• [What the task requires]
Nothing other than the lines from the one containing "negative clicks: (433, 209) (473, 291)" through the close of the entries below should be printed, each exactly.

[Saved entries]
· · · ·

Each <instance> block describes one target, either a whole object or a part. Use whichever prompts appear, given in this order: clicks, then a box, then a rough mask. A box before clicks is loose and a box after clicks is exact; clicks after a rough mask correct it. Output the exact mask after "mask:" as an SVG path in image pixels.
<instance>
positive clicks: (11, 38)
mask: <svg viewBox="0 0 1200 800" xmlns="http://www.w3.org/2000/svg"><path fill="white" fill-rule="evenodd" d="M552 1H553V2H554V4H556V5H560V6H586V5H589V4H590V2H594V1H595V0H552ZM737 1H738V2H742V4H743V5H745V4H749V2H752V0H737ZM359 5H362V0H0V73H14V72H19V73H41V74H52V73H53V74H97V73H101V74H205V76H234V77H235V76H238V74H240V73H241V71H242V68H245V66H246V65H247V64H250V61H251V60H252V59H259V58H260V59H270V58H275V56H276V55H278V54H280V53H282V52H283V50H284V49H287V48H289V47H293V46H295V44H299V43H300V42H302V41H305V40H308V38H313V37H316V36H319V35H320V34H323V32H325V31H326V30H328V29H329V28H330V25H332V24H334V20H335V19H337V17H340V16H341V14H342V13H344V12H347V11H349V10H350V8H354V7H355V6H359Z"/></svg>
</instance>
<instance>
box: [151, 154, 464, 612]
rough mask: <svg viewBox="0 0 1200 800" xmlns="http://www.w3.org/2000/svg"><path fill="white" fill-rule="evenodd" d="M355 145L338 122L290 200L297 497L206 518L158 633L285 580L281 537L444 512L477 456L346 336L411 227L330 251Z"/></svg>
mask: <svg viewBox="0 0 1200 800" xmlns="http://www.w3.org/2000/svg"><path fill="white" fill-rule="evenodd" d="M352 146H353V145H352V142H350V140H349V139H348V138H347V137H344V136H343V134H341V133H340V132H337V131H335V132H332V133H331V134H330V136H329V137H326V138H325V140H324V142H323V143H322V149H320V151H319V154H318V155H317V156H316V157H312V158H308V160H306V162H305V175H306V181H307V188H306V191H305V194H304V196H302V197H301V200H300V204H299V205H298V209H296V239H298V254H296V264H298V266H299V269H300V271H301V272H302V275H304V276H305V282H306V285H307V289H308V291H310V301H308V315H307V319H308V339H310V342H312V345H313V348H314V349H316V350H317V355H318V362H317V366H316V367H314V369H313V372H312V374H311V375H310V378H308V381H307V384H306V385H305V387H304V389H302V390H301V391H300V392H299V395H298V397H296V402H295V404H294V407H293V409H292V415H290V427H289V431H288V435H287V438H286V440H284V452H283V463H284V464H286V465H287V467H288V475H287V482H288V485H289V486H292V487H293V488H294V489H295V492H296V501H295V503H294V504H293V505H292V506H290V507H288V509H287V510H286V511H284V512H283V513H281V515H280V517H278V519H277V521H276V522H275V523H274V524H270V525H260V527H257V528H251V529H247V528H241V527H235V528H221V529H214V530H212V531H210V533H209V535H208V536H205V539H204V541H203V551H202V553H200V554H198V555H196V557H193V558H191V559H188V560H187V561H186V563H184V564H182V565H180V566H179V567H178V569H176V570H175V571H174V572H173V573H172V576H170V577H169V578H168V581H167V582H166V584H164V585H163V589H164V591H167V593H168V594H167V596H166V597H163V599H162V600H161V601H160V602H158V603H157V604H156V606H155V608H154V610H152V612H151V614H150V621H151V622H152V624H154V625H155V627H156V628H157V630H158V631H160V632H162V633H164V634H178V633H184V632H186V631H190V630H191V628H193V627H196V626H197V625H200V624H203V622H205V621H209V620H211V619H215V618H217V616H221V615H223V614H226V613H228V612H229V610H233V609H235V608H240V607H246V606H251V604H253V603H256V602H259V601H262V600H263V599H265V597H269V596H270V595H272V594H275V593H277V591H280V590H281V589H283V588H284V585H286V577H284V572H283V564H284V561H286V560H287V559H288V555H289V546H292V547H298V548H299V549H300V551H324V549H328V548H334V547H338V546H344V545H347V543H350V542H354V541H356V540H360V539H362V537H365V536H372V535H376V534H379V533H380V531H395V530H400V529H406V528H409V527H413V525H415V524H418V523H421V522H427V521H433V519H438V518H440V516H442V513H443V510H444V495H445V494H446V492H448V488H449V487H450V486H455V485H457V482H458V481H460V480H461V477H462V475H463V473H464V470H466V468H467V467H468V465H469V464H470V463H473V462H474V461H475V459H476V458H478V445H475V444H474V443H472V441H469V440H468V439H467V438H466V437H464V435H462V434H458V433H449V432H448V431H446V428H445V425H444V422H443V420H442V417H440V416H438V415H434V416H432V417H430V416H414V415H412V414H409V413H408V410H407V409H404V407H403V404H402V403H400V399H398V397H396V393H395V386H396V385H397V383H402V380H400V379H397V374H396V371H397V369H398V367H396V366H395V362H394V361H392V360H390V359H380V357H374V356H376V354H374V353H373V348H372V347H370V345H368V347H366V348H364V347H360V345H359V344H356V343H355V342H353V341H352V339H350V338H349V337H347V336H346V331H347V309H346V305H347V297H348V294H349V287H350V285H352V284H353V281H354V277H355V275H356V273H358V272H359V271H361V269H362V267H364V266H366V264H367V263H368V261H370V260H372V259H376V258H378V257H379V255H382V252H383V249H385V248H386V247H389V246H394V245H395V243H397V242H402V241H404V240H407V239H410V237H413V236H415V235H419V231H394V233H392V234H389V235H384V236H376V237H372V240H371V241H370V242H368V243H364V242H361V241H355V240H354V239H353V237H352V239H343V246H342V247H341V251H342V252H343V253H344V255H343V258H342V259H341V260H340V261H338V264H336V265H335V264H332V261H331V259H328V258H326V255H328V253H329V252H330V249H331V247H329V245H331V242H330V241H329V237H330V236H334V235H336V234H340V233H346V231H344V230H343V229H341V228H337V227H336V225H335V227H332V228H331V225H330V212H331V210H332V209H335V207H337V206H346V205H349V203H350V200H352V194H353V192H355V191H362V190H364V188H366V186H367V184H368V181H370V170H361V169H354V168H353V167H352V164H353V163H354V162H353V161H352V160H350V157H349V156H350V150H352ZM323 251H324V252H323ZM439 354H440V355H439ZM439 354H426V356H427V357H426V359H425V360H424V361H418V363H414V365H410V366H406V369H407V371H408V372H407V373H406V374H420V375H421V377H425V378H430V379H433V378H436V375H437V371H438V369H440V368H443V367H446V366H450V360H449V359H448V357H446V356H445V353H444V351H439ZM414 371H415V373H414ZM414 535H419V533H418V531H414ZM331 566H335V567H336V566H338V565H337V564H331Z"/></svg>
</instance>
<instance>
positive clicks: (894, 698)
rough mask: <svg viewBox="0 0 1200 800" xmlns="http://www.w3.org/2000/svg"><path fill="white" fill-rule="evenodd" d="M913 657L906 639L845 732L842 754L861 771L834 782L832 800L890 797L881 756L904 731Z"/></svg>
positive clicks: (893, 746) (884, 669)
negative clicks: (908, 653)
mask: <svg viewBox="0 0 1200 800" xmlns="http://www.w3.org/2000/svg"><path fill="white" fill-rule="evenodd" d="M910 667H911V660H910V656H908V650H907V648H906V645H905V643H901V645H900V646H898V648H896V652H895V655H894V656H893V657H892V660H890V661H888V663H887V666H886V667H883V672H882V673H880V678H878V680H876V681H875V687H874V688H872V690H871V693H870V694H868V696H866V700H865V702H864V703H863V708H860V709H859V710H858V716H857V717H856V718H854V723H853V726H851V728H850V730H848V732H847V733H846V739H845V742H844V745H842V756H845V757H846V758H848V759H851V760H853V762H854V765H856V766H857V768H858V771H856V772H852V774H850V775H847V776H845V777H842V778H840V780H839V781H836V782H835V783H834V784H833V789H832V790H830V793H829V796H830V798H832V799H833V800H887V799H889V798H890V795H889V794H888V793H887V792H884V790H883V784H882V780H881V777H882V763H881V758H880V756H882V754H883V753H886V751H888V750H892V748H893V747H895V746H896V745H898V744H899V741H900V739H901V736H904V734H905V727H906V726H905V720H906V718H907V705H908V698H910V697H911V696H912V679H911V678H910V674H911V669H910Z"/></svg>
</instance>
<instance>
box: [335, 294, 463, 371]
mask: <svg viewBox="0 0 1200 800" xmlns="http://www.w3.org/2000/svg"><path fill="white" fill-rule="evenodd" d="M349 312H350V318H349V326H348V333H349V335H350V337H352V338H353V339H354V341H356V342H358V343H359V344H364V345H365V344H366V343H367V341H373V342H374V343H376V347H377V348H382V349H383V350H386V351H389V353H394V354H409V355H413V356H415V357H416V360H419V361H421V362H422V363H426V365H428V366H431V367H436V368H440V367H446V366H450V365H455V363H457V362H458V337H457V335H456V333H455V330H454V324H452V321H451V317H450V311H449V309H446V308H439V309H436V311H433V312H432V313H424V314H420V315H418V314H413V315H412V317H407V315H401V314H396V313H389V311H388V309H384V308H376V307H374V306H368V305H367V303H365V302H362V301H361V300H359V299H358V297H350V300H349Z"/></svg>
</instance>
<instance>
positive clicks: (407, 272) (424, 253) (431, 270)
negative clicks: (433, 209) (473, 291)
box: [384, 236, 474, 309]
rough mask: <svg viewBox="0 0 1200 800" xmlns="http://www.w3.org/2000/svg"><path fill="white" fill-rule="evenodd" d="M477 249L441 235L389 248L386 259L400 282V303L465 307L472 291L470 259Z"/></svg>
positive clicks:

· · · ·

• [Completed task]
negative clicks: (433, 209) (473, 291)
box: [384, 236, 474, 309]
rough mask: <svg viewBox="0 0 1200 800" xmlns="http://www.w3.org/2000/svg"><path fill="white" fill-rule="evenodd" d="M477 249L441 235L389 248L386 259L400 282V303L465 307L472 291L470 259Z"/></svg>
positive clicks:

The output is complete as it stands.